Activity a:
In the text on REACH and the lubricants supply chain, what does REACH call the output of a Chemical Safety Assessment?

Exercise text:
※
The risk assessment must cover the manufacturing process (if produced in the EU), each supported (Identified) use and its final disposal as waste. REACH refers to these risk assessments as Chemical Safety Assessments (CSA) and their output as a Chemical Safety Report (CSR).
All registered substances will be evaluated for their hazard. If a substance is determined to be non-hazardous an exposure scenario (ES) is not required. If the substance is determined to be hazardous however (including a PBT or vPvB) then an ES for all of the substance uses will be required if the substance is produced and/or imported at 10 MT or greater.
The first stage in this process is the creation of an exposure scenario (ES) for each phase of the life cycle of the substance. The exposure scenario describes the life cycle phase being assessed (e.g. substance manufacture), breaking it down into individual process steps, identifying the degree to which humans or the environment are exposed to the substance at each step and finally how that exposure can be controlled by applying appropriate Operational Conditions and Risk Management Measures.
Passing safe use information down the supply chain
There is a requirement for downstream users, including Formulators, to take account of safe use information received from their suppliers and to pass pertinent information down the supply chain to their customers via their product Safety Data Sheets.
In an attempt to simplify this process for companies in the lubricants supply chain, the ATIEL/ATC REACH Working Group has used the methods described in the European Chemicals Agency (ECHA) guidance on Information Requirements and Chemical Safety Assessments to condense several hundred different applications of lubricants and lubricant additives to a much smaller number of generic Use Groups.
This was possible because many of these applications, though ostensibly different, are actually very similar in terms of human and environmental exposure and can therefore share the same set of Use Descriptors.
Generic Exposure Scenarios (GES) have been developed for the classified products within each of these Use Groups, covering the main hazard types. These GES offer everyone in the lubricants
supply chain a standardised format for the communication of safe via their exposure scenarios using a standardised language and terminology.
No one is obliged to follow these recommendations but by doing so it may greatly improve standardised communication in your supply chain and reduce workload. Using these recommendations should also make it very much easier for Formulators to prepare the extended Safety Data Sheet (ext-SDS) for their products.
This approach has been presented to, and well received, by representatives from ECHA and shared widely with other industry groups and Member State representatives via the ECHA-sponsored European Network on Exposure Scenarios.
※
Activity b:
Rewrite the records from their first line through the line that contains "box: [27, 64, 33, 181]", with "clicks" changed to "points" everywhere and everything else left unchanged. Leave the pictures out.
※
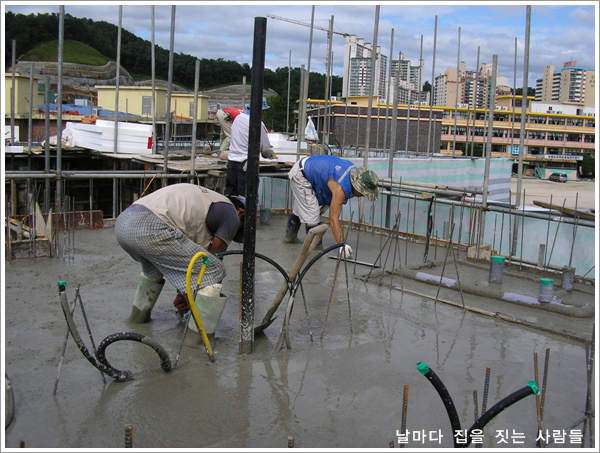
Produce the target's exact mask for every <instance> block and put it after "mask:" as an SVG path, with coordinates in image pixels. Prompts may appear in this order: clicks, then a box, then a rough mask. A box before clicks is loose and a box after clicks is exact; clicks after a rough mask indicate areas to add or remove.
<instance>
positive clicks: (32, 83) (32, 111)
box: [27, 64, 33, 181]
mask: <svg viewBox="0 0 600 453" xmlns="http://www.w3.org/2000/svg"><path fill="white" fill-rule="evenodd" d="M32 114H33V64H32V65H31V73H30V74H29V115H28V116H29V118H28V122H27V124H28V127H27V155H28V156H30V155H31V140H32V137H31V134H32V133H33V126H32V124H33V118H32V117H31V115H32ZM28 181H29V180H28Z"/></svg>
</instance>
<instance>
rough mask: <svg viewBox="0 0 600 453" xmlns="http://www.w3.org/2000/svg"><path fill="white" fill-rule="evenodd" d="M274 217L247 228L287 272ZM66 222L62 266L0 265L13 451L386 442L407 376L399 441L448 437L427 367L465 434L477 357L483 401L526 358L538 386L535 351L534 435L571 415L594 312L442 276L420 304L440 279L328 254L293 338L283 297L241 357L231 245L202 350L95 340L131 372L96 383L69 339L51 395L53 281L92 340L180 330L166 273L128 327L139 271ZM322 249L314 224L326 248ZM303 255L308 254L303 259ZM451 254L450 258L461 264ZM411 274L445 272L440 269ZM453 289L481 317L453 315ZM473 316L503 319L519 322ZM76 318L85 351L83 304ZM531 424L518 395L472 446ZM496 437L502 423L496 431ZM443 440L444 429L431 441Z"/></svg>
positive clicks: (508, 278)
mask: <svg viewBox="0 0 600 453" xmlns="http://www.w3.org/2000/svg"><path fill="white" fill-rule="evenodd" d="M284 229H285V217H283V216H276V215H272V216H271V218H270V224H269V225H257V229H256V235H257V236H256V237H257V241H256V252H257V253H261V254H264V255H265V256H268V257H270V258H271V259H273V260H275V261H276V262H277V263H279V264H280V265H281V266H282V267H283V268H284V269H286V270H288V271H289V270H290V269H291V267H292V265H293V263H294V261H295V260H296V258H297V256H298V253H299V251H300V249H301V246H302V244H292V245H285V244H283V243H282V242H281V239H282V237H283V234H284ZM75 234H76V242H75V243H76V250H75V254H74V259H72V260H63V259H62V258H37V259H23V260H13V261H10V262H7V263H5V285H4V287H5V297H4V298H3V308H4V317H3V319H4V326H5V328H4V330H3V333H4V336H5V341H4V367H5V371H6V373H7V375H8V376H9V378H10V381H11V384H12V386H13V388H14V395H15V417H14V421H13V422H12V424H11V425H10V427H9V428H8V429H7V430H6V431H5V439H4V448H17V447H19V443H20V442H21V441H23V442H24V443H25V446H26V447H30V448H36V449H42V448H63V449H64V448H81V449H90V448H102V449H107V448H122V447H123V446H124V427H125V425H126V424H131V425H132V427H133V447H134V448H148V449H149V448H163V449H173V448H194V449H197V448H208V449H215V448H223V449H234V448H257V449H264V448H273V449H283V448H286V447H287V445H288V437H289V436H292V437H293V438H294V446H295V447H296V448H321V449H325V448H344V449H347V448H359V449H374V448H387V447H388V446H389V443H390V442H393V443H394V445H395V446H396V447H398V446H399V445H398V439H397V436H396V434H397V433H396V431H397V430H399V429H400V428H401V419H402V405H403V397H404V389H405V386H408V403H407V409H406V416H407V417H406V422H407V429H408V430H409V440H408V443H407V445H406V448H415V449H416V448H449V447H452V446H453V441H452V431H451V425H450V421H449V418H448V415H447V414H446V411H445V408H444V405H443V403H442V401H441V399H440V397H439V395H438V394H437V393H436V391H435V389H434V388H433V386H432V385H431V383H430V382H429V381H428V379H427V378H425V377H424V376H423V375H421V373H420V372H419V371H418V370H417V369H416V368H415V367H416V364H417V363H418V362H425V363H427V364H428V365H429V367H430V368H431V369H432V370H433V371H434V372H435V373H436V374H437V375H438V376H439V377H440V379H441V380H442V381H443V383H444V384H445V386H446V387H447V389H448V391H449V393H450V395H451V397H452V399H453V403H454V405H455V407H456V409H457V412H458V417H459V420H460V423H461V426H462V428H463V429H466V428H469V427H470V426H471V425H472V423H473V421H474V415H473V413H474V404H473V390H477V391H478V395H479V409H478V412H481V403H482V396H483V393H484V380H485V374H486V368H487V367H489V368H490V381H489V394H488V399H487V408H488V409H489V408H490V407H492V406H493V405H494V404H495V403H496V402H498V401H500V400H501V399H503V398H504V397H506V396H508V395H509V394H511V393H513V392H515V391H516V390H518V389H521V388H523V387H524V386H525V385H526V384H527V383H528V382H529V381H531V380H532V379H534V375H535V370H534V354H536V355H537V359H538V363H539V370H538V374H539V376H538V382H540V381H542V378H543V371H544V368H545V364H544V357H545V355H546V351H548V353H549V362H548V369H547V387H546V389H545V396H544V400H545V402H544V408H545V409H544V415H543V429H544V430H545V429H548V430H553V429H554V430H558V429H565V428H566V427H568V426H570V425H571V424H573V423H574V422H576V421H577V420H579V419H580V418H581V416H582V413H583V411H584V409H585V404H586V394H587V389H588V388H587V375H586V352H585V344H584V340H585V339H589V340H591V338H592V332H593V326H594V323H595V312H594V316H593V317H574V316H568V315H566V314H562V313H557V312H552V311H548V310H543V309H538V308H532V307H528V306H525V305H523V304H516V303H510V302H506V301H501V300H498V299H495V298H488V297H483V296H481V295H478V294H473V293H468V292H466V291H465V292H463V295H462V298H461V294H460V291H457V290H456V289H451V288H445V287H442V288H440V291H439V294H438V295H437V296H438V298H439V300H438V301H437V302H436V301H435V300H432V297H433V298H434V299H435V297H436V292H437V286H436V285H433V284H430V283H426V282H423V281H419V280H416V279H414V278H409V276H408V275H404V274H402V272H398V273H395V274H390V273H386V274H384V275H381V276H380V277H379V276H376V273H375V272H376V271H377V269H374V270H373V271H372V273H371V276H370V277H369V278H368V279H365V276H366V275H368V274H369V272H370V271H371V268H370V267H368V266H365V265H364V264H357V265H354V263H350V262H347V263H344V262H340V263H339V265H338V262H337V260H335V259H332V258H329V257H324V258H322V259H320V260H318V261H317V262H315V264H314V265H313V266H312V267H311V268H310V270H309V271H307V272H306V274H305V277H304V279H303V282H302V286H301V288H300V289H299V291H298V292H297V295H296V297H295V300H294V310H293V312H292V316H291V319H290V332H289V338H290V346H291V348H287V347H286V346H284V347H283V348H282V349H281V350H276V348H275V346H276V343H277V340H278V337H279V334H280V331H281V326H282V321H283V318H284V309H285V308H286V306H287V303H288V301H289V299H288V298H287V297H286V298H284V301H283V302H282V304H281V307H280V308H279V310H278V312H277V315H278V318H277V319H276V320H275V322H274V323H273V324H272V325H271V326H269V327H268V328H267V329H266V330H265V332H264V335H260V336H257V337H255V339H254V345H253V351H252V353H250V354H241V353H240V352H239V346H240V345H239V328H238V323H239V299H240V262H241V261H242V256H241V255H229V256H226V257H224V262H225V264H226V266H227V273H228V276H227V278H226V280H225V282H224V286H223V293H224V294H227V295H228V297H229V300H228V302H227V305H226V307H225V311H224V313H223V316H222V319H221V322H220V323H219V326H218V327H217V331H216V333H215V335H214V337H211V345H212V348H213V351H214V353H215V357H216V361H215V362H210V361H209V360H208V357H207V354H206V352H205V350H204V347H203V346H202V344H201V343H200V338H199V336H196V337H194V336H193V335H191V334H192V333H191V332H189V333H188V335H187V338H186V341H185V343H184V345H183V348H182V350H181V355H180V357H179V362H178V367H177V368H176V369H174V370H172V371H170V372H164V371H163V370H162V369H161V368H160V362H159V358H158V356H157V354H156V353H155V352H154V351H153V350H152V349H150V348H148V347H147V346H145V345H142V344H139V343H133V342H125V341H121V342H117V343H114V344H113V345H111V346H110V347H109V348H108V349H107V359H108V360H109V362H110V363H111V364H112V365H113V366H115V367H116V368H119V369H127V370H130V371H131V372H132V374H133V375H134V377H135V380H133V381H130V382H116V381H114V380H112V379H111V378H108V377H107V383H106V384H103V382H102V379H101V376H100V373H99V372H98V370H96V369H94V367H93V366H92V365H91V364H90V363H89V362H88V361H87V360H86V359H85V358H84V357H83V355H82V354H81V353H80V351H79V350H78V349H77V347H76V346H75V344H74V342H73V341H72V339H70V340H69V343H68V345H67V348H66V354H65V358H64V361H63V363H62V367H61V374H60V380H59V384H58V391H57V394H56V396H53V395H52V392H53V388H54V385H55V382H56V377H57V372H58V366H59V362H60V356H61V350H62V347H63V344H64V338H65V332H66V328H67V327H66V323H65V319H64V316H63V314H62V310H61V308H60V304H59V298H58V289H57V283H56V282H57V280H63V281H66V282H67V283H68V286H67V295H68V298H69V301H71V302H72V301H73V300H74V296H75V291H76V289H77V287H78V285H79V290H80V294H81V297H82V301H83V303H84V306H85V310H86V314H87V318H88V320H89V324H90V327H91V330H92V332H93V336H94V340H95V343H96V344H98V343H99V342H100V341H101V340H102V339H104V338H105V337H107V336H108V335H110V334H113V333H116V332H123V331H135V332H138V333H140V334H143V335H147V336H149V337H151V338H153V339H155V340H156V341H157V342H158V343H159V344H160V345H162V346H163V347H164V348H165V350H166V351H167V352H168V354H169V355H170V357H171V359H172V360H174V359H175V356H176V355H177V352H178V349H179V346H180V344H181V339H182V334H183V330H184V324H183V322H182V320H181V318H180V317H179V316H178V315H177V314H176V313H175V309H174V307H173V305H172V301H173V299H174V297H175V290H174V288H173V287H171V286H170V285H169V284H166V285H165V288H164V289H163V292H162V293H161V296H160V298H159V300H158V303H157V305H156V307H155V309H154V311H153V316H152V317H153V320H152V322H150V323H148V324H143V325H135V326H131V325H127V324H126V323H125V321H124V320H125V319H126V318H127V316H128V315H129V312H130V306H131V302H132V300H133V295H134V293H135V288H136V284H137V279H138V276H139V273H140V268H139V266H138V265H137V263H135V262H134V261H133V260H132V259H131V258H130V257H129V256H128V255H127V254H126V253H125V252H124V251H122V250H121V249H120V247H119V246H118V244H117V243H116V240H115V238H114V231H113V230H112V229H111V228H105V229H104V230H77V231H76V232H75ZM301 237H302V238H303V235H302V234H301ZM347 237H348V243H349V244H350V245H351V246H352V247H353V248H354V250H355V253H356V255H357V260H359V263H360V262H366V263H374V262H375V260H376V259H377V256H378V255H379V254H380V252H381V250H382V244H384V242H385V237H383V238H382V237H380V236H378V235H375V234H372V233H365V232H364V231H362V232H360V236H359V235H358V232H357V231H355V230H353V231H351V232H350V233H349V234H348V236H347ZM333 244H334V241H333V237H332V236H331V233H330V232H328V233H327V234H326V236H325V238H324V245H325V247H328V246H330V245H333ZM394 250H395V251H396V252H397V255H396V257H395V258H394V256H393V254H394ZM394 250H392V251H391V253H390V255H389V258H388V261H387V263H386V265H385V268H386V269H388V270H391V269H392V268H396V269H399V266H398V264H397V262H398V257H399V256H400V257H401V258H402V259H403V260H405V261H402V269H403V270H406V271H408V270H409V269H410V268H416V267H417V266H418V265H419V264H421V263H422V262H423V254H424V253H423V252H424V249H423V245H421V244H413V243H405V242H404V241H399V244H398V245H397V246H395V247H394ZM443 252H444V250H443V249H441V248H439V249H437V256H436V250H435V249H433V248H432V249H431V250H430V251H429V258H430V259H431V261H432V262H434V263H439V262H440V261H443V259H444V254H443ZM317 253H318V252H317V251H314V252H312V254H311V256H310V257H309V259H310V258H312V257H313V256H315V255H316V254H317ZM386 253H387V251H386ZM331 255H332V256H335V253H334V252H332V253H331ZM464 255H465V253H464V252H459V253H458V259H459V260H460V259H464ZM256 263H257V264H256V271H255V301H256V307H255V323H256V324H258V323H259V321H260V320H262V317H263V315H264V313H265V312H266V310H267V309H268V307H269V306H270V305H271V303H272V301H273V300H274V298H275V296H276V294H277V292H278V291H279V289H280V287H281V285H282V283H283V281H284V280H283V277H282V276H281V274H280V273H279V272H278V271H277V270H276V269H274V268H273V266H271V265H270V264H268V263H266V262H264V261H262V260H257V262H256ZM392 263H396V264H395V265H392ZM451 263H452V261H448V263H447V265H446V268H445V270H444V276H445V277H448V278H454V277H455V270H454V267H453V265H452V264H451ZM336 265H337V266H338V267H337V272H336ZM383 267H384V266H380V268H379V271H382V270H383ZM422 270H423V272H427V273H430V274H436V273H437V275H438V276H440V275H441V267H440V266H439V265H435V266H433V267H431V268H426V269H422ZM511 271H514V269H513V270H511ZM459 273H460V280H461V283H462V284H463V285H464V286H465V287H468V286H469V285H475V284H476V283H477V284H479V285H480V286H485V284H484V283H485V282H487V272H486V266H485V265H484V264H481V263H478V264H477V266H470V265H468V264H462V265H461V267H459ZM507 273H508V271H507ZM401 274H402V275H401ZM537 277H538V276H537V275H536V276H534V279H533V280H526V279H519V282H520V283H519V285H522V286H518V287H514V285H513V284H512V283H511V282H510V280H509V279H510V278H512V277H511V276H509V275H506V279H507V280H506V282H503V284H502V286H504V285H508V284H510V288H508V289H509V290H513V292H524V291H525V290H532V291H533V294H534V295H535V294H536V286H537V288H538V289H539V282H538V283H536V281H535V279H536V278H537ZM515 278H516V277H515ZM514 288H516V289H514ZM578 291H581V292H582V293H581V298H582V300H584V302H583V304H584V305H585V304H586V303H588V300H589V299H590V298H592V300H595V299H596V297H595V290H594V288H591V287H589V286H585V285H584V286H582V287H581V288H578ZM528 294H529V293H528ZM442 300H443V301H448V302H452V304H450V303H445V302H443V301H442ZM463 301H464V304H465V305H466V306H468V307H473V308H476V309H478V310H480V312H477V311H476V310H465V309H463V308H462V307H461V306H462V302H463ZM453 304H454V305H453ZM456 304H458V305H461V306H456ZM483 312H490V313H502V314H504V315H506V316H507V317H511V318H514V319H515V320H517V321H516V322H515V321H513V320H506V319H504V318H501V317H494V316H489V315H487V314H485V313H483ZM307 313H308V316H307ZM74 318H75V322H76V324H77V327H78V329H79V332H80V334H81V335H82V338H83V339H84V341H85V342H86V344H87V345H88V347H90V341H89V338H88V335H87V330H86V327H85V321H84V319H83V316H82V314H81V311H80V310H79V309H78V310H76V312H75V315H74ZM311 334H312V339H311ZM196 335H197V334H196ZM594 382H595V379H593V380H592V383H594ZM540 383H541V382H540ZM592 390H594V389H592ZM593 394H594V395H595V391H593ZM580 428H581V427H580ZM537 430H538V418H537V409H536V398H535V397H534V396H529V397H527V398H525V399H523V400H521V401H519V402H517V403H515V404H514V405H513V406H511V407H508V408H507V409H505V410H504V411H502V412H501V413H500V414H499V415H497V416H496V417H495V418H494V419H493V420H492V421H491V422H490V423H489V424H488V425H486V427H485V431H484V438H483V446H484V447H486V448H492V447H493V448H521V449H533V448H535V447H536V442H535V440H536V435H537ZM499 433H500V434H502V435H506V433H508V437H504V440H506V443H502V442H503V441H502V437H501V436H500V434H499ZM440 434H441V435H442V436H443V437H442V438H441V440H435V439H437V438H439V436H440ZM517 434H522V436H523V438H522V439H520V438H519V436H517ZM424 436H425V437H424ZM521 441H522V442H523V443H517V442H521ZM574 441H576V439H575V438H571V437H568V436H567V437H565V440H564V443H562V444H553V446H554V447H559V448H573V447H579V444H576V443H574Z"/></svg>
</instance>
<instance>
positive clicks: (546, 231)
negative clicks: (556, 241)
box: [544, 194, 552, 267]
mask: <svg viewBox="0 0 600 453" xmlns="http://www.w3.org/2000/svg"><path fill="white" fill-rule="evenodd" d="M550 206H552V194H550V205H549V206H548V228H547V230H546V245H545V246H544V267H545V266H546V257H547V255H548V239H549V237H550V213H551V212H552V208H551V207H550Z"/></svg>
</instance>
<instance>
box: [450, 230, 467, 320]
mask: <svg viewBox="0 0 600 453" xmlns="http://www.w3.org/2000/svg"><path fill="white" fill-rule="evenodd" d="M453 231H454V223H452V227H451V229H450V250H451V252H452V261H454V269H455V270H456V281H457V282H458V289H459V291H460V301H461V302H462V304H463V308H465V298H464V295H463V292H462V285H461V284H460V276H459V275H458V264H457V263H456V256H454V243H453V241H452V233H453Z"/></svg>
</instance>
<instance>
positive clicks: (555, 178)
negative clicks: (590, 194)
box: [548, 173, 567, 182]
mask: <svg viewBox="0 0 600 453" xmlns="http://www.w3.org/2000/svg"><path fill="white" fill-rule="evenodd" d="M548 180H549V181H556V182H567V174H566V173H552V174H551V175H550V177H549V178H548Z"/></svg>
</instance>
※
Answer a:
A Chemical Safety Report (CSR).

Answer b:
Produce the target's exact mask for every <instance> block and put it after "mask:" as an SVG path, with coordinates in image pixels. Prompts may appear in this order: points, then a box, then a rough mask. A box before points is loose and a box after points is exact; points after a rough mask indicate areas to add or remove.
<instance>
positive points: (32, 83) (32, 111)
box: [27, 64, 33, 181]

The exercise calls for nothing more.